• _Task brief_: Pick out and copy every line of the records that contains the string "roof". Case counts.

• _Information given_:

========

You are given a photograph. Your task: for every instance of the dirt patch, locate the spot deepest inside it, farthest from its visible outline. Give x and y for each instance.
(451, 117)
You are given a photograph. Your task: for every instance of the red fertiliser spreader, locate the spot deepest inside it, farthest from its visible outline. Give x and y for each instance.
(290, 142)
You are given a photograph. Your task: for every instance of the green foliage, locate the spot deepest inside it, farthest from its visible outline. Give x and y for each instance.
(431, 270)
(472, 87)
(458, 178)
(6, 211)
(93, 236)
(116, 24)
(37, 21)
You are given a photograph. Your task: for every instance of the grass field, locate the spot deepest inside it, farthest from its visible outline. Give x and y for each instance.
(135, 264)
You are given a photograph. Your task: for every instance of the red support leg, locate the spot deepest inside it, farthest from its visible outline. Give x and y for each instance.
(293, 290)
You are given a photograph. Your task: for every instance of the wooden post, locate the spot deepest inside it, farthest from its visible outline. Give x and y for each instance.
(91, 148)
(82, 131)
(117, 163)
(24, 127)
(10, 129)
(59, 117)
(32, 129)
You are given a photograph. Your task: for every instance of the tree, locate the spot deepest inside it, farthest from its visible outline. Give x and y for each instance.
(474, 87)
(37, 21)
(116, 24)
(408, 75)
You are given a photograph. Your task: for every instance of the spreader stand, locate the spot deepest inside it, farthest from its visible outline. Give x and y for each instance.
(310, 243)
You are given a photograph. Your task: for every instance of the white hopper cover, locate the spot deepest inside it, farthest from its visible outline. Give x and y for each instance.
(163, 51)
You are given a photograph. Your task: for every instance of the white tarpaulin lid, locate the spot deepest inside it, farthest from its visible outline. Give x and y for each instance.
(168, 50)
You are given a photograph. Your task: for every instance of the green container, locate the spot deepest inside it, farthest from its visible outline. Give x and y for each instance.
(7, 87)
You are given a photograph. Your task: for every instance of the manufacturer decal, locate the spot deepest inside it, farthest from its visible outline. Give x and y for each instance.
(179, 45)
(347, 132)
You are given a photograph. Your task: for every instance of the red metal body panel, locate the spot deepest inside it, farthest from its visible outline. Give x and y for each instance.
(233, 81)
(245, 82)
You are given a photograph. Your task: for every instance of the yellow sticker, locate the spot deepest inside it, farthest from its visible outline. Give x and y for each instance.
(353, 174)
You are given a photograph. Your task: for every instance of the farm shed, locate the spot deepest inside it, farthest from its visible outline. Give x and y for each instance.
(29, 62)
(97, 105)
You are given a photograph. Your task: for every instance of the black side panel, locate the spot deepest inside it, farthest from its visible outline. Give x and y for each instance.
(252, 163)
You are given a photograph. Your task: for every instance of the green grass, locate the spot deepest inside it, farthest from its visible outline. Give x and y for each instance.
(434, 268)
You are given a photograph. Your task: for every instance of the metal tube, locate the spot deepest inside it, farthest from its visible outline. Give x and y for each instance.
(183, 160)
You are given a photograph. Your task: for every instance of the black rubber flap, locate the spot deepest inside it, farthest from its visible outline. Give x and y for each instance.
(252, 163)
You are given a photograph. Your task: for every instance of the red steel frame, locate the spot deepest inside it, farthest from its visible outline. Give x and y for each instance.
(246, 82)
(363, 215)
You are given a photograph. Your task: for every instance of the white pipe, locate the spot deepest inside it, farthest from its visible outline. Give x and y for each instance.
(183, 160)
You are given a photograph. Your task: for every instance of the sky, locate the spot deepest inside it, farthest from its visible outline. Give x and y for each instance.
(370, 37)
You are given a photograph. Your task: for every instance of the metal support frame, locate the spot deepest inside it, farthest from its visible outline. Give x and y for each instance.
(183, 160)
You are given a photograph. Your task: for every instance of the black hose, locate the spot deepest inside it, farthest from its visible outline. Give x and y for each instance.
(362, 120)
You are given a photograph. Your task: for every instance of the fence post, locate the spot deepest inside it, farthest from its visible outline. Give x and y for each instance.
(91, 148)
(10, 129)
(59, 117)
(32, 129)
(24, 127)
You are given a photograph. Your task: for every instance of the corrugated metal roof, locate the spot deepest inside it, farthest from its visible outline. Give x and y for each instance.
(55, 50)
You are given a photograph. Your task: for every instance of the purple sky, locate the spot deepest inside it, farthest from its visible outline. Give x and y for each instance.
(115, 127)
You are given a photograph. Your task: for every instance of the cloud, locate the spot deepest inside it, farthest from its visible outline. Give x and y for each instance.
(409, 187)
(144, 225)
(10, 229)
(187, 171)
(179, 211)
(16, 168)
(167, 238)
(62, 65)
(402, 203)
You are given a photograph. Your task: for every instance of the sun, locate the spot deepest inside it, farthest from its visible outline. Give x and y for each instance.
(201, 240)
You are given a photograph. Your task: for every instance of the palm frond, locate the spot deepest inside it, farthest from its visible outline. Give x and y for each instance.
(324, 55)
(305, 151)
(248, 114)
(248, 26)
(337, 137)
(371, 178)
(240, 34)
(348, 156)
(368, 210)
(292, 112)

========

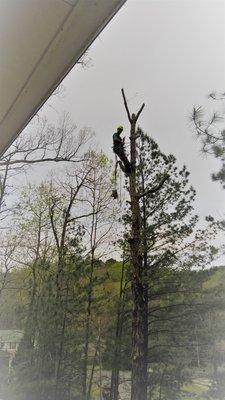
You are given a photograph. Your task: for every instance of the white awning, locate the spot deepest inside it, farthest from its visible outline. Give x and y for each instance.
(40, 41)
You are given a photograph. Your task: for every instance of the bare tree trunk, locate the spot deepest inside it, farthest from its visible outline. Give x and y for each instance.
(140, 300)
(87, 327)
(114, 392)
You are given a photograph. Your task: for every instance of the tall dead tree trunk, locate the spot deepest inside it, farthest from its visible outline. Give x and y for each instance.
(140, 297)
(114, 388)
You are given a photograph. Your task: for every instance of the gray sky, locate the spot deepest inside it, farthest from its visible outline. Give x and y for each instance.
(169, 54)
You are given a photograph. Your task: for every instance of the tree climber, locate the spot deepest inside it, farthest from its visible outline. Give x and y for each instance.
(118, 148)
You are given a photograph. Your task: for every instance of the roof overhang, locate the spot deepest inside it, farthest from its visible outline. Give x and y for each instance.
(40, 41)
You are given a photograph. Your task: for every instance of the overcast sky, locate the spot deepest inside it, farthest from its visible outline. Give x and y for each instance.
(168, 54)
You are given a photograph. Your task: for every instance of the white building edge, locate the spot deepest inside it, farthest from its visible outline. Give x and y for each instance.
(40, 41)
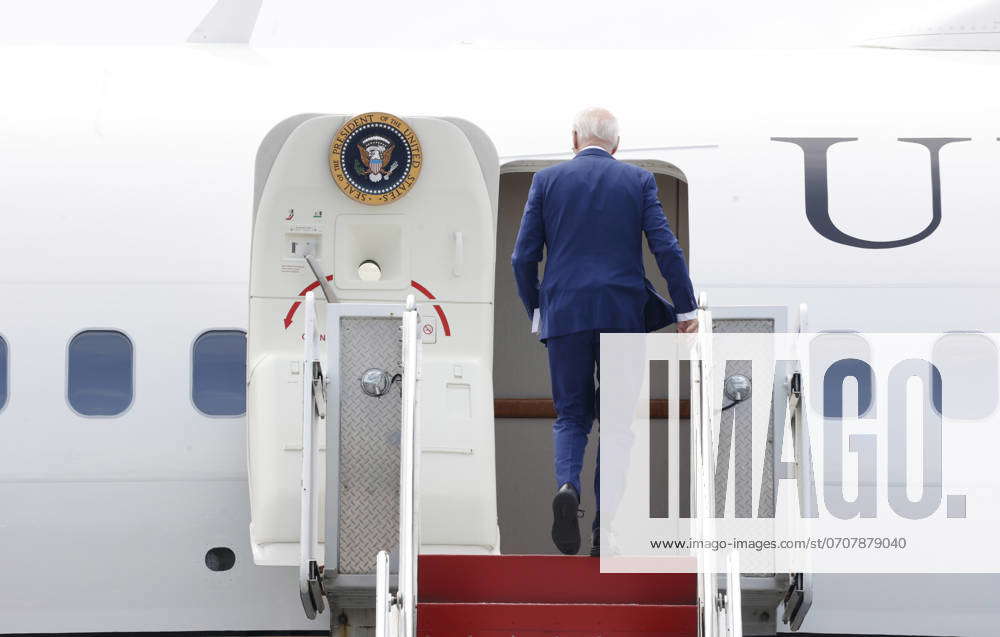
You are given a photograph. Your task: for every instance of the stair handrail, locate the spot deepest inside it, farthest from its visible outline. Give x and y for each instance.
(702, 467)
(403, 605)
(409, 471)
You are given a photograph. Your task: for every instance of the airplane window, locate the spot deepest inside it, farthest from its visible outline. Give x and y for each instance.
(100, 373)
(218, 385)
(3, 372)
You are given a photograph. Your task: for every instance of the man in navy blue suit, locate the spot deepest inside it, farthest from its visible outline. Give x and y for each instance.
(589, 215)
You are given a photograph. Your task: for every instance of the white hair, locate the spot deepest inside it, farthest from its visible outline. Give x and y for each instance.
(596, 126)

========

• _Reply_:
You are given a photograph. Your task: for every instance of the corrugated metal roof, locate the spot deepest inside it, farthest from its visible outline. Give x and y for each instance.
You are given a photograph. Your task: for every instance of the roof overhang, locate the spot deepest inside it, farthest from its visible outline. Give x and y for each instance.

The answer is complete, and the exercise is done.